GOAL: Can you output the records from the line with "request: trace the outline of every instance of the red" up to and including the line with "M900 135L897 136L900" as a two-column CSV with the columns task and answer? Give one row per record, with each field in quotes and its line breaks turned into spaces.

Dataset records
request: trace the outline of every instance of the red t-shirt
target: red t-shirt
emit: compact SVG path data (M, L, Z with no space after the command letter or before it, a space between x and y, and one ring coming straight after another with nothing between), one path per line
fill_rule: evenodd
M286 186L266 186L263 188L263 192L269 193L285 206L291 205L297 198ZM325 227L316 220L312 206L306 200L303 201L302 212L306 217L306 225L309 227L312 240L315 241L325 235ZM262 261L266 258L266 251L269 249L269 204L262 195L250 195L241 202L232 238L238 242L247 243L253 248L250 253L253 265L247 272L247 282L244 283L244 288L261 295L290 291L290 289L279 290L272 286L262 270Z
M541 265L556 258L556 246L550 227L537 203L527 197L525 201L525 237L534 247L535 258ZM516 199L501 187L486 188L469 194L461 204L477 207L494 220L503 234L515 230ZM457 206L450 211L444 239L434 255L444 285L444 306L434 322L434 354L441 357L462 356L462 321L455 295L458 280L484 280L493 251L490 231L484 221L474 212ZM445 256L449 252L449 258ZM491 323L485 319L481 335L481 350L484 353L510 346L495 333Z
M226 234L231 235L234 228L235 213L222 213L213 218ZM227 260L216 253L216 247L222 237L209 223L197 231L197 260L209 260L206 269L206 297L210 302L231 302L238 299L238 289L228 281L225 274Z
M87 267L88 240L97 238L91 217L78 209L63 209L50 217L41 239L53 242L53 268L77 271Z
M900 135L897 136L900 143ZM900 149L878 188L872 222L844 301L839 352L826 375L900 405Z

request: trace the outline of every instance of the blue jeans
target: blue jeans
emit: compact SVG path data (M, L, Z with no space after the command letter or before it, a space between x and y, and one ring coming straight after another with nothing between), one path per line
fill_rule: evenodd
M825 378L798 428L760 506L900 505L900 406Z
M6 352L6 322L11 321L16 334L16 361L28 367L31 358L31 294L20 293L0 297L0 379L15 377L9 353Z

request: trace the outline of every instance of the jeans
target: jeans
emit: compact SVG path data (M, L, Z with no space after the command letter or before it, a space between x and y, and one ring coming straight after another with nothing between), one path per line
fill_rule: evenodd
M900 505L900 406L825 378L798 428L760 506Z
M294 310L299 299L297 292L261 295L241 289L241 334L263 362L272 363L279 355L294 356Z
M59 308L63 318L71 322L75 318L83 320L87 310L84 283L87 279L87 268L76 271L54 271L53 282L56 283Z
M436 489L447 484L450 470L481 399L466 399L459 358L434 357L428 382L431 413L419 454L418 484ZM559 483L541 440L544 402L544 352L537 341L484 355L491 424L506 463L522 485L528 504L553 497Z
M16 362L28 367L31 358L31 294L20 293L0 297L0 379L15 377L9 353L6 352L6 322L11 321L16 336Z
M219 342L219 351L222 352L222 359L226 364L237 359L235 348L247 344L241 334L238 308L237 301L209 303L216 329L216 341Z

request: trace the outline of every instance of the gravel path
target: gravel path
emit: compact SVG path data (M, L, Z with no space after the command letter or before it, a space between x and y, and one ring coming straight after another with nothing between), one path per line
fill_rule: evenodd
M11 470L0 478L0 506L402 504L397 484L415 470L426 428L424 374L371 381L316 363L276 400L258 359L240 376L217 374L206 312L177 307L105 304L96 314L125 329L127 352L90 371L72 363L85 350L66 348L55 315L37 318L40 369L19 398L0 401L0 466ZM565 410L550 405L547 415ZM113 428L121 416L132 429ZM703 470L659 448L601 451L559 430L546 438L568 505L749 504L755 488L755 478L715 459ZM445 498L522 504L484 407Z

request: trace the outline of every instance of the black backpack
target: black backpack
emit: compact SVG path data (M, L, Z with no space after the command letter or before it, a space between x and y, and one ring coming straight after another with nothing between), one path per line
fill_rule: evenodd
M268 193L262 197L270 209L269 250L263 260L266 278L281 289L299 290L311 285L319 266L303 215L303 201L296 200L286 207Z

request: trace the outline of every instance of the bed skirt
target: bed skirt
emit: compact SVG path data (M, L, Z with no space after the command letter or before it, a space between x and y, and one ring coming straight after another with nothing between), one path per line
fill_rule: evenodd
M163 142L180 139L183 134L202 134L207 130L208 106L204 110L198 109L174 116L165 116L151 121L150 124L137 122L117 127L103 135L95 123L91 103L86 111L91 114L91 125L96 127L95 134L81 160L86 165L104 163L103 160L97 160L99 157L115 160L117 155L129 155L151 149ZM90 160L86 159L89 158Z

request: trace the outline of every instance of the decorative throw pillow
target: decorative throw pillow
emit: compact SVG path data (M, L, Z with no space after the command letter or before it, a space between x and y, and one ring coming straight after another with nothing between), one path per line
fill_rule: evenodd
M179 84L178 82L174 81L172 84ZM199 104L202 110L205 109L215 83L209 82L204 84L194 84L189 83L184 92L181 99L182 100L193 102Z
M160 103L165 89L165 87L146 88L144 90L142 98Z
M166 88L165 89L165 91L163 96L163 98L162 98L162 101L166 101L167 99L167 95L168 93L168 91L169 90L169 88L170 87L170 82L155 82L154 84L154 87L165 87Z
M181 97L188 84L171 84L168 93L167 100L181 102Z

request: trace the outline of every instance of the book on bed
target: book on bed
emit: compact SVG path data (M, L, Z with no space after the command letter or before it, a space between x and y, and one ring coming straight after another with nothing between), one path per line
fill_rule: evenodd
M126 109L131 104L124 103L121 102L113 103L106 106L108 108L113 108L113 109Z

* * *

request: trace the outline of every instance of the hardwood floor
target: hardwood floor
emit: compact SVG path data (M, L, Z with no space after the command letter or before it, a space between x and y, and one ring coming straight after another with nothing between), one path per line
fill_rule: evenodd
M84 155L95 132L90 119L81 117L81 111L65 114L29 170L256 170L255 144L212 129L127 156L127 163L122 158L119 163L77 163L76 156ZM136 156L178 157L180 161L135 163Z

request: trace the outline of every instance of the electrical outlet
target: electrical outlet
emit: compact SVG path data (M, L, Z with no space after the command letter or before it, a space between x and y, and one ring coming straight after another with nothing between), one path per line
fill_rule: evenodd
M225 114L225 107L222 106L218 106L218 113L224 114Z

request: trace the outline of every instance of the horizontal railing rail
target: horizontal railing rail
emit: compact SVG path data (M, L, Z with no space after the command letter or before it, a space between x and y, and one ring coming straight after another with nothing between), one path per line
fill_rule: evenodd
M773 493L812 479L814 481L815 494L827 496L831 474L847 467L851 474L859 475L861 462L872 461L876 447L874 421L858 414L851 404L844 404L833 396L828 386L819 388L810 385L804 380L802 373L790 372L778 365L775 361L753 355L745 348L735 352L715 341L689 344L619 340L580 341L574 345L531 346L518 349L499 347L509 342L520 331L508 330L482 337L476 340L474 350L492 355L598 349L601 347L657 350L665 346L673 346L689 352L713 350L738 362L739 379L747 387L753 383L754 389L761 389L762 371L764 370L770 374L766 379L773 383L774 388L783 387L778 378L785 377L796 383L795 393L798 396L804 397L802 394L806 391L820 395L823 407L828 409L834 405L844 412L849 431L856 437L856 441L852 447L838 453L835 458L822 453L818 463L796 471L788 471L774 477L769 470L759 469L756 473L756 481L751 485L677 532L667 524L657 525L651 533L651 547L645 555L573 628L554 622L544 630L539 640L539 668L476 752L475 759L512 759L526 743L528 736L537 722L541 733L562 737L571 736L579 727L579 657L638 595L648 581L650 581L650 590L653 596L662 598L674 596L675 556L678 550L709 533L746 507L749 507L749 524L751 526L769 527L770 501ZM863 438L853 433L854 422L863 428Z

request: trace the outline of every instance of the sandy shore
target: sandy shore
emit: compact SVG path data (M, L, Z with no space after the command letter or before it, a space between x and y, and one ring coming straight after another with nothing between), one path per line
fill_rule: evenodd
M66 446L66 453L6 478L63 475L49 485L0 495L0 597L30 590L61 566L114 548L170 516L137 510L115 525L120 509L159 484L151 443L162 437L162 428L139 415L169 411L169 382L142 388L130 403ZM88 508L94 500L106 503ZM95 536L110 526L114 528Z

FINISHED TASK:
task,answer
"request: trace the outline of every instance of the red t-shirt target: red t-shirt emit: compact SVG path data (M, L, Z with no space after the command letter or before it, a space between x and y, and one ring coming straight after another with nothing between), one path per line fill_rule: evenodd","M286 186L266 186L263 188L263 192L269 193L285 206L291 205L297 198ZM325 227L316 220L312 206L306 200L303 201L302 212L306 217L306 225L309 227L312 240L315 241L325 235ZM262 261L266 258L266 251L269 249L269 204L262 195L250 195L241 202L232 238L238 242L247 243L253 248L250 253L253 265L247 272L247 282L244 283L244 288L261 295L290 291L290 289L279 290L272 286L262 270Z M541 265L556 258L556 246L550 227L537 203L527 197L525 201L525 237L534 247L535 258ZM516 199L501 187L486 188L469 194L461 204L477 207L494 220L503 234L515 230ZM457 206L450 211L444 239L434 255L444 285L444 306L434 322L434 354L441 357L462 356L462 321L455 295L458 280L484 280L493 251L490 231L484 221L474 212ZM445 256L449 252L449 258ZM491 323L485 319L481 335L481 350L484 353L510 346L495 333Z M226 234L231 235L234 228L235 213L222 213L213 218ZM227 260L216 253L216 247L222 237L209 223L197 231L197 260L209 260L206 269L206 297L210 302L231 302L238 299L238 289L228 281L225 274Z M87 267L88 240L97 238L91 217L78 209L63 209L50 217L41 239L53 242L53 268L77 271Z M900 135L897 136L900 143ZM900 149L878 188L872 222L844 301L839 352L826 375L900 405Z"